**Exercise aim**
For every entry below, retype it exactly as it reads.

** Opening Raw data block **

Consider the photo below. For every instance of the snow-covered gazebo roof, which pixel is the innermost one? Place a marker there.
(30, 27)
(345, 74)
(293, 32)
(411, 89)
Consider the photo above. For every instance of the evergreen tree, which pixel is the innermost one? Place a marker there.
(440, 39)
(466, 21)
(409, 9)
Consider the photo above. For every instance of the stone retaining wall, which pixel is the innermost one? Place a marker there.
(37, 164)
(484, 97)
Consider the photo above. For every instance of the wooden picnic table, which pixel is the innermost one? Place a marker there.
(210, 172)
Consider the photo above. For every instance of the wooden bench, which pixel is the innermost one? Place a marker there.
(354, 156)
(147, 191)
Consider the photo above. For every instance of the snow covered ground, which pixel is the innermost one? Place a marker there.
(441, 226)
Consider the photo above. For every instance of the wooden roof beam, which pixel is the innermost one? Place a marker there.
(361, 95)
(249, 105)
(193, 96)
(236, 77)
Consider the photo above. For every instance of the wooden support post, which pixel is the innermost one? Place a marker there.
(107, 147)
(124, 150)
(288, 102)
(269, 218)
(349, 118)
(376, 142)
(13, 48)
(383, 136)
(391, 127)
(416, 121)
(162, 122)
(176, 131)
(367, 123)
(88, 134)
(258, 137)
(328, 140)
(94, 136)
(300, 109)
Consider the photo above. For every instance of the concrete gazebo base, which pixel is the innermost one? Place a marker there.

** Closing Raw data block **

**Result of the task**
Consider the photo below. For every instance of the snow-covered gazebo roof, which pixel is the innermost one? Place a marker there.
(30, 27)
(345, 74)
(293, 32)
(411, 89)
Consider the photo above. For every instance of the evergreen tree, which pixel is the innermost one? Place a marker there.
(440, 39)
(466, 21)
(409, 9)
Consider the photo above. For every instance of the stone retaining wall, which pixel is the innermost one? Place a marker there.
(37, 164)
(484, 97)
Consider the photo above. For every instance of the wooden picnic table, which pixel is the innermost one? Place a marker there.
(210, 172)
Consider the photo above. For every instance of the wooden bench, which pixel is the innermost one? Place a marker there.
(354, 156)
(147, 191)
Consider the photo above. For every instance of the snow covered ground, which pixel is the innermost one? Place a marker there.
(441, 226)
Consider the photo above. For every instance of the wooden roof beam, which pixel is the innermost one? Place a marker there.
(361, 95)
(249, 105)
(193, 96)
(236, 77)
Consider the photo above. For every instance of the wooden support post, which pixel is the innermost one? Place a marker there.
(107, 147)
(124, 150)
(288, 102)
(269, 218)
(349, 118)
(376, 142)
(13, 48)
(383, 136)
(391, 127)
(416, 121)
(162, 122)
(176, 131)
(367, 123)
(88, 134)
(258, 137)
(328, 140)
(94, 136)
(300, 109)
Consider the photo above. For every instance of the concrete gazebo base, which pixel is the innermost one? Place a marker there.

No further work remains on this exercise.